§ To do
Only the line with "Would you be able to locate the woman's knee" and the lines after it, through the end of the material, belong in the answer; repeat them exactly.

--- START ---

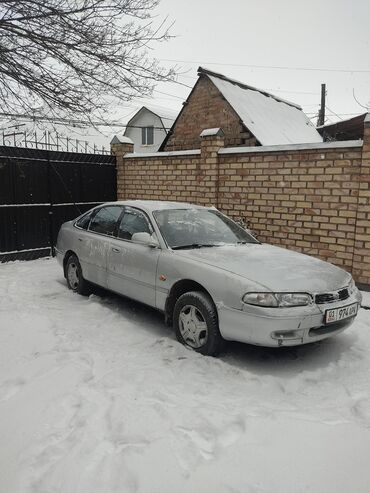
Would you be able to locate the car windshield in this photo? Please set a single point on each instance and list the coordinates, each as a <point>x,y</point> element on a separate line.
<point>196,228</point>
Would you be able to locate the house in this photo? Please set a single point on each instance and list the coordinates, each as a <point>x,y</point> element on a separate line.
<point>350,129</point>
<point>247,115</point>
<point>148,127</point>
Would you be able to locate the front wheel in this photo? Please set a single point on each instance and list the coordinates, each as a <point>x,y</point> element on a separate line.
<point>74,277</point>
<point>196,323</point>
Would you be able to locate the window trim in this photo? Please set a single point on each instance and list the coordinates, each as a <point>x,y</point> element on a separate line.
<point>144,133</point>
<point>93,214</point>
<point>121,217</point>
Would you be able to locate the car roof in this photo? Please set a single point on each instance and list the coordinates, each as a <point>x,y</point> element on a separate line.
<point>155,205</point>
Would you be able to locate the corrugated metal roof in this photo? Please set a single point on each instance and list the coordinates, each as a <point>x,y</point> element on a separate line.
<point>270,119</point>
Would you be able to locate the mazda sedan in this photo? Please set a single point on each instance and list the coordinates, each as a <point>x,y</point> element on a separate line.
<point>212,279</point>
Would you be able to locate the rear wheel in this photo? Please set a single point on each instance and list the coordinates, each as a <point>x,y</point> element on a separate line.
<point>196,323</point>
<point>74,277</point>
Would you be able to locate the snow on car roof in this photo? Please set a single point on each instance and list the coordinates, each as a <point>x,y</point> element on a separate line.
<point>272,120</point>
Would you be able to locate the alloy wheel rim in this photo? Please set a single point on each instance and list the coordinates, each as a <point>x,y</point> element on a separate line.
<point>193,327</point>
<point>73,278</point>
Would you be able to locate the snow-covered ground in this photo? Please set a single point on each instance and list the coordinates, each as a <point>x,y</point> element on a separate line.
<point>97,396</point>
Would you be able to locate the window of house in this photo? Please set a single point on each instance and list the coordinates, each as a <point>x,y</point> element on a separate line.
<point>147,136</point>
<point>105,220</point>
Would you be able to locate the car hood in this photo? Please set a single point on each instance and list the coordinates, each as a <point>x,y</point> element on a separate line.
<point>277,269</point>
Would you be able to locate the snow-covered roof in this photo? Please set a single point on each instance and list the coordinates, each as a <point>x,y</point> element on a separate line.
<point>272,120</point>
<point>163,113</point>
<point>211,132</point>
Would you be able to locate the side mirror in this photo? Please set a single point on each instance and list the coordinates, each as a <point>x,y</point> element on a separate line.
<point>145,239</point>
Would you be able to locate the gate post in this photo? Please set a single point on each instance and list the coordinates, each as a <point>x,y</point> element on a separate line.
<point>121,145</point>
<point>361,257</point>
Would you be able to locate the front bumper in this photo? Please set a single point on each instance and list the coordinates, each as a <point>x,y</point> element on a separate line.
<point>274,327</point>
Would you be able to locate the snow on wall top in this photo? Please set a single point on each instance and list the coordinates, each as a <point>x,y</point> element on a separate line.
<point>271,120</point>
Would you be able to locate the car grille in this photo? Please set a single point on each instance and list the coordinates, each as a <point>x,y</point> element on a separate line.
<point>340,295</point>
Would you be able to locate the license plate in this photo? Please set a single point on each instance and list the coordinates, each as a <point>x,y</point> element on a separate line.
<point>338,314</point>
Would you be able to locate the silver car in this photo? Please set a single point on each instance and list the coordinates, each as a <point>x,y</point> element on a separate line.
<point>210,277</point>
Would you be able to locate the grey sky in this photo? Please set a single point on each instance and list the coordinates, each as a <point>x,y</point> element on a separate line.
<point>322,34</point>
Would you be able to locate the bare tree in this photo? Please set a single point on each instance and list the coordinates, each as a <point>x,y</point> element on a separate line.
<point>77,57</point>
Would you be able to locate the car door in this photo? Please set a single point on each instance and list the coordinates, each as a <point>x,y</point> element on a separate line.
<point>94,243</point>
<point>132,268</point>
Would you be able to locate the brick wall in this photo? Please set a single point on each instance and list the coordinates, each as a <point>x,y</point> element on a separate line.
<point>207,108</point>
<point>313,199</point>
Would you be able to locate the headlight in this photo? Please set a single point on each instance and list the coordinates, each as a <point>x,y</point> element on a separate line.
<point>278,299</point>
<point>352,287</point>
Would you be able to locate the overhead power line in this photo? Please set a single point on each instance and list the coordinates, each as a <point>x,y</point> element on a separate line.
<point>66,121</point>
<point>273,67</point>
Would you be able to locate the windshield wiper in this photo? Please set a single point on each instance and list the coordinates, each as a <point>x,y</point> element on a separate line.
<point>194,245</point>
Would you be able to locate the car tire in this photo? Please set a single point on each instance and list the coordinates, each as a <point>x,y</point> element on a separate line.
<point>196,323</point>
<point>75,280</point>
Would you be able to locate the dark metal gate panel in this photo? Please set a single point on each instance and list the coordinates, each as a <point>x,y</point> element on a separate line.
<point>39,190</point>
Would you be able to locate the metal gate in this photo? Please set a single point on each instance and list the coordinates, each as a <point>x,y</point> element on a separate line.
<point>40,189</point>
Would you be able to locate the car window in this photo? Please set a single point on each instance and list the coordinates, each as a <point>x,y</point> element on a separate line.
<point>133,221</point>
<point>84,221</point>
<point>188,227</point>
<point>105,220</point>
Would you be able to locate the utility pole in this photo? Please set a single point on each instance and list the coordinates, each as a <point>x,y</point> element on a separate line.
<point>321,117</point>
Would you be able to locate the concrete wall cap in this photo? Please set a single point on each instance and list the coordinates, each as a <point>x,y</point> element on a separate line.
<point>212,132</point>
<point>121,139</point>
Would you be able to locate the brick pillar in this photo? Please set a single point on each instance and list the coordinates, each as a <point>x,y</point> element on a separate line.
<point>121,145</point>
<point>361,258</point>
<point>212,140</point>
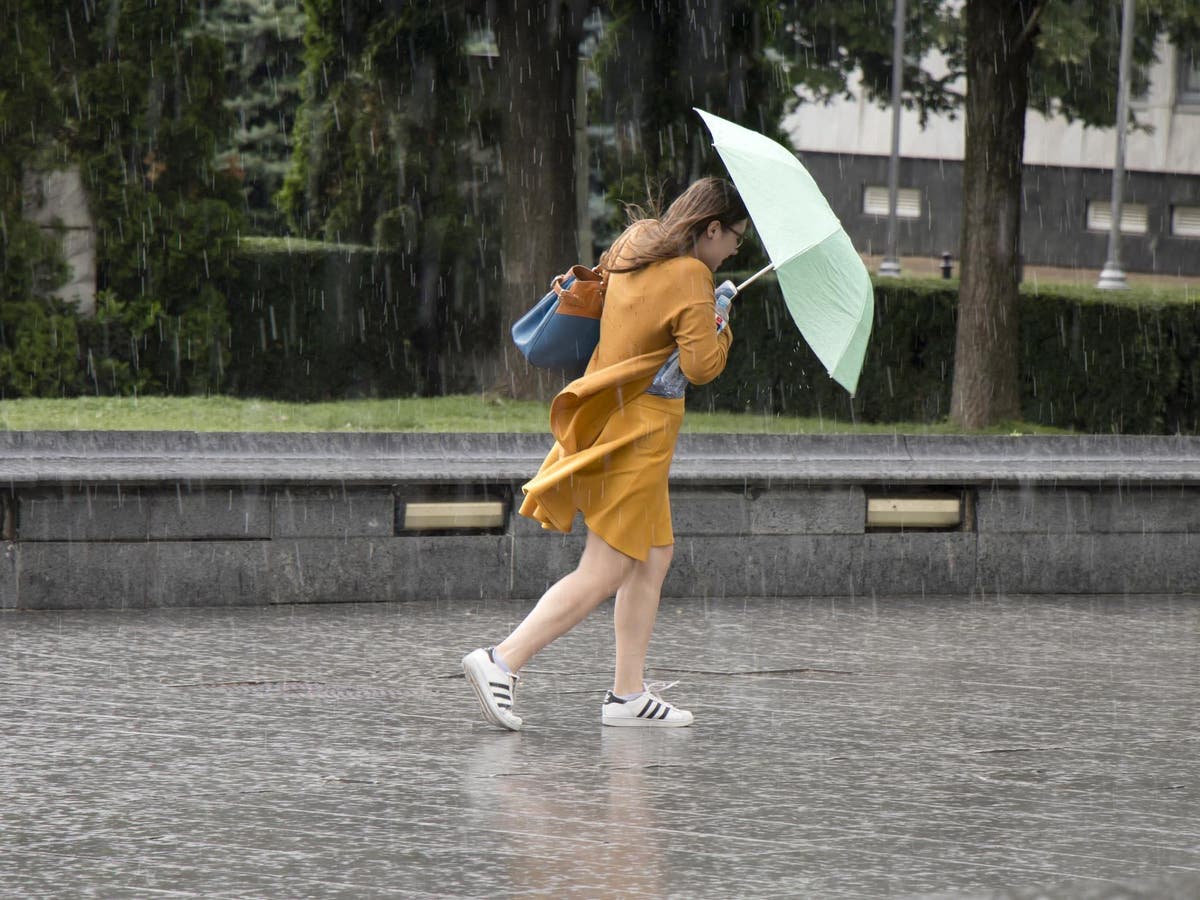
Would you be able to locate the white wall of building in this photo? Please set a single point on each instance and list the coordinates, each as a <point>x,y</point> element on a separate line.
<point>859,126</point>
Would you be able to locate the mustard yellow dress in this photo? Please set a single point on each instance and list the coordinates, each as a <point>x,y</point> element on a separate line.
<point>613,442</point>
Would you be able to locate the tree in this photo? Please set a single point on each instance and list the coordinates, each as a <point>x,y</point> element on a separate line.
<point>1059,58</point>
<point>132,96</point>
<point>263,42</point>
<point>658,63</point>
<point>395,149</point>
<point>539,49</point>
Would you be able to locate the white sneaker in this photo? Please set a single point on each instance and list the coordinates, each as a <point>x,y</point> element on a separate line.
<point>645,709</point>
<point>495,688</point>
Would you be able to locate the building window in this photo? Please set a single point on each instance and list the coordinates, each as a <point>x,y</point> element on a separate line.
<point>1188,90</point>
<point>875,202</point>
<point>1186,221</point>
<point>1133,217</point>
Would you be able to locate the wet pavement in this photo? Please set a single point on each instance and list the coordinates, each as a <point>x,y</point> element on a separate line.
<point>1017,748</point>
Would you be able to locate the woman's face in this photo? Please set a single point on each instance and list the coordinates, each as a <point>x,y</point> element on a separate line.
<point>719,243</point>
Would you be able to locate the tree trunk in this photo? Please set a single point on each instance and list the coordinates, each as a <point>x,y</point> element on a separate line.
<point>539,46</point>
<point>999,53</point>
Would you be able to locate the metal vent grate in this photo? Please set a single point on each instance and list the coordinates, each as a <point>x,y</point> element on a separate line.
<point>1134,217</point>
<point>875,202</point>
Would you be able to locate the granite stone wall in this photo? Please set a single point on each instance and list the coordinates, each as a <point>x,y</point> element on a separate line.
<point>174,543</point>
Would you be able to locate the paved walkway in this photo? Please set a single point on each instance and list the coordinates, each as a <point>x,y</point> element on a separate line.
<point>1019,748</point>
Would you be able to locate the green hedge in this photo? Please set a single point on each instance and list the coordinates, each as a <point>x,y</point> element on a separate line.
<point>313,321</point>
<point>1091,360</point>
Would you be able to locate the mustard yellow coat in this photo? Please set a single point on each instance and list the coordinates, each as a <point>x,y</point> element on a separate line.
<point>613,442</point>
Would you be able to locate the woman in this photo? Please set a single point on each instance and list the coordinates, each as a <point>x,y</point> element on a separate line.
<point>613,450</point>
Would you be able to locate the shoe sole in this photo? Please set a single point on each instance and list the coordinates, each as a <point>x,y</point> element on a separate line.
<point>643,724</point>
<point>478,681</point>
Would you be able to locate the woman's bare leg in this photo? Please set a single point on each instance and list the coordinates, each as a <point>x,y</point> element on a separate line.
<point>600,571</point>
<point>637,606</point>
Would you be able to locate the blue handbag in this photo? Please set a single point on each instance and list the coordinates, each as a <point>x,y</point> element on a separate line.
<point>563,329</point>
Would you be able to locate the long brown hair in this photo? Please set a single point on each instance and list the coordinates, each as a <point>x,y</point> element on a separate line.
<point>651,239</point>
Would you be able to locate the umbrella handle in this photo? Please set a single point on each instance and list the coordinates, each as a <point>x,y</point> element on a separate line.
<point>755,277</point>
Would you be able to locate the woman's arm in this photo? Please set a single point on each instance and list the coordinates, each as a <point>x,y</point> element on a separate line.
<point>702,351</point>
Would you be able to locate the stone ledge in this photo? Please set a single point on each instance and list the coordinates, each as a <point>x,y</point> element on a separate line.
<point>144,457</point>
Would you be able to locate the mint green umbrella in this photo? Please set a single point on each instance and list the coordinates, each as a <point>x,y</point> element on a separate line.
<point>823,280</point>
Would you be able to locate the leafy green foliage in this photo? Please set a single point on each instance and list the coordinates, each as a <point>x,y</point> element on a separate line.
<point>1089,361</point>
<point>133,97</point>
<point>39,349</point>
<point>263,42</point>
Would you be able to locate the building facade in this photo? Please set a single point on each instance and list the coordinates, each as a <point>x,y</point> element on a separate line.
<point>1067,180</point>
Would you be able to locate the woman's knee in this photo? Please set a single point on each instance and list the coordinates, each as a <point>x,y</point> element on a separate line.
<point>604,565</point>
<point>653,570</point>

--- END ---

§ Answer to this task
Would you be able to locate the woman's knee in this photo? Please set a single point on each instance and list the coordinates, each as a <point>x,y</point> element on a separate line.
<point>604,565</point>
<point>653,570</point>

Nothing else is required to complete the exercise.